DATASET EXTRACT Start Marker

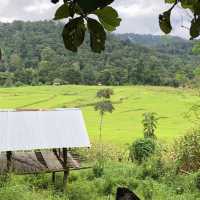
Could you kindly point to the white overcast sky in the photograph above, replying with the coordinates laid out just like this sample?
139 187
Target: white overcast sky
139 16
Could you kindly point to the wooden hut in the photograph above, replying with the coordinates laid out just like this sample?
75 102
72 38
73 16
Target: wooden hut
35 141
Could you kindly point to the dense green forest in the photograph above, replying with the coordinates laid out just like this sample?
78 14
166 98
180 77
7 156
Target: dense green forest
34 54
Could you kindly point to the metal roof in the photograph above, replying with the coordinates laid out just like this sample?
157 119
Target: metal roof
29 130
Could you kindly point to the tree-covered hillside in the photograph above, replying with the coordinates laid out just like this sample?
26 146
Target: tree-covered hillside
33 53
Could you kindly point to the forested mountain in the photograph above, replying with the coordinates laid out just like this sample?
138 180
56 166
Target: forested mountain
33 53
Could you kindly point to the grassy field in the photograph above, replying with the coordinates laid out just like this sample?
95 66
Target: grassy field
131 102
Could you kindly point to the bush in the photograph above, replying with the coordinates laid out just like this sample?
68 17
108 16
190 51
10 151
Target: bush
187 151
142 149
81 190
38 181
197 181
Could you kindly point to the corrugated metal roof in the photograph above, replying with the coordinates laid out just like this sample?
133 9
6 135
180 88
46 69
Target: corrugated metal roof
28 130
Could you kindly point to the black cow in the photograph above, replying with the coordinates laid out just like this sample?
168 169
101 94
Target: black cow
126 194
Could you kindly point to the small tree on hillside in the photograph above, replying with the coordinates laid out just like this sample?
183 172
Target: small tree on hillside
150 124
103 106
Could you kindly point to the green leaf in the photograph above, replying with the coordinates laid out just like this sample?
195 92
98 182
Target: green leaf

DATASET EXTRACT End Marker

Output everything in the records exactly, leaving pictures out.

Could you kindly point to the white overcast sky in the photograph above, replying with the coordinates laid out just like this sample?
139 187
Target: white overcast sky
139 16
Could you kindly point to the wooden hut in the photograph above, replying with the coordinates laid out just like this sample?
75 102
72 38
73 16
Target: wooden hut
35 141
Could you kindly point to the dense green forest in the photograph above, replying with the coordinates laid out just like this sample?
78 14
166 98
180 77
7 156
Target: dense green forest
34 54
Could you kindly point to the metal roof in the photograph above, replying with the coordinates laid out just like this sample?
157 119
Target: metal roof
29 130
Could you kindly point to the tree-covered hillside in the photograph above, replying with the coordinates laid out just like this sample?
26 146
Target: tree-covered hillside
33 53
Could you kindly point to the forested mountain in the photograph above, replying with the coordinates laid out just like this sample?
138 180
56 166
Target: forested mountain
33 53
Could you kindly point to the grassy field in the photograph above, replying with the coordinates laid out just like this sample?
95 66
Target: grassy field
131 102
Could you kindly point to the bush in the photograph above, replying with the coordinates laid out just like this sample?
68 17
108 16
190 51
10 151
Target: bush
187 151
142 149
81 190
38 181
197 181
Could you kindly point to the corrugated metal roof in the photograph above, replying with the coordinates laid out just like this sample?
133 9
6 135
180 88
46 69
Target: corrugated metal roof
28 130
Could you kindly point to the black cow in the photograph above, replying with the coordinates laid out just like this sample?
168 169
101 94
Target: black cow
126 194
Could you kindly point to the small tree on hillside in the photograph above, replying with the coordinates laid out just like this sample?
183 172
Target: small tree on hillside
150 124
103 106
Could you kindly point to the green leaf in the photograph above, replying with the coordinates laid out just like this sample?
195 92
98 182
Target: green leaf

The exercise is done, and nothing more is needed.